• **Your objective**
Rewrite in full the lines from the one containing "# test: pin the concrete promenade, one" through the one containing "point(114, 123)", adding 59 to each x and y coordinate in the answer points. Leave everything else, including any other point shown, unchanged.

(Pointing dataset excerpts)

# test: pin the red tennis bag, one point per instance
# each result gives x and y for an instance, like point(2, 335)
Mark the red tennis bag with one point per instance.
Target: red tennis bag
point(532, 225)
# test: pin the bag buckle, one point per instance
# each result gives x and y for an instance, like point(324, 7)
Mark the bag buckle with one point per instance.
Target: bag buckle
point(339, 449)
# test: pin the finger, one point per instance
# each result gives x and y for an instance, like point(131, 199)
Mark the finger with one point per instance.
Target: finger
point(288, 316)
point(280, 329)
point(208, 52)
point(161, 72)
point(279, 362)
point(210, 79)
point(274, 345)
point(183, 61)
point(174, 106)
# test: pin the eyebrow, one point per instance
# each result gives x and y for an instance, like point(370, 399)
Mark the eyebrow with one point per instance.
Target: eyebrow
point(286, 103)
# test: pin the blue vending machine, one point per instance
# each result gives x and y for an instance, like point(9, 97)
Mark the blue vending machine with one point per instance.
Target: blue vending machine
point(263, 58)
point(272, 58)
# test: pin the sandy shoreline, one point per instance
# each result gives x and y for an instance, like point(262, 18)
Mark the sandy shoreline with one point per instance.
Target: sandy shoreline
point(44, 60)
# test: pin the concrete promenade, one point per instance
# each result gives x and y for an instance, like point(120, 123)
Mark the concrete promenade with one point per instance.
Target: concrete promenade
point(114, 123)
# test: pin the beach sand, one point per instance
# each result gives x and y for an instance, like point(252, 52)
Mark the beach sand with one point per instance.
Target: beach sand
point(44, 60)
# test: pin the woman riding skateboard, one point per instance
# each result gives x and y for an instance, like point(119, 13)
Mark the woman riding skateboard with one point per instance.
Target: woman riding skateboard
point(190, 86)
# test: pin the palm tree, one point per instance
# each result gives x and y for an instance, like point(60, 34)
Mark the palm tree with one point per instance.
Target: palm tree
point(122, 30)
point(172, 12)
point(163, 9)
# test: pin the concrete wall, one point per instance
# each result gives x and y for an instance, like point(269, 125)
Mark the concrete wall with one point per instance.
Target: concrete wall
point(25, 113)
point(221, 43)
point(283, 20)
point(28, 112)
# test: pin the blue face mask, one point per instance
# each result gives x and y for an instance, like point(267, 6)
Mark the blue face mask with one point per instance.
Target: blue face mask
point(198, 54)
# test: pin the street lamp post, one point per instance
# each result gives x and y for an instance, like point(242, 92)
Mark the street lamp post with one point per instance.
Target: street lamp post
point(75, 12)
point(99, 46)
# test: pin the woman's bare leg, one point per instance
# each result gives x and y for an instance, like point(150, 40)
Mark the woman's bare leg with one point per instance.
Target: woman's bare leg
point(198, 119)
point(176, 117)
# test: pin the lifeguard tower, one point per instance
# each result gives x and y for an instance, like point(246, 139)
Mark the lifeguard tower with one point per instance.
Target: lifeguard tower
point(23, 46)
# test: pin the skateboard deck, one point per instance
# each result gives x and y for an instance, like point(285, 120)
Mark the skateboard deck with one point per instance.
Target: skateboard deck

• **Output for this task**
# test: pin the concrete promenade, one point per instance
# each result gives x and y for an instance, like point(120, 123)
Mark the concrete promenade with one point per instance.
Target: concrete promenade
point(173, 182)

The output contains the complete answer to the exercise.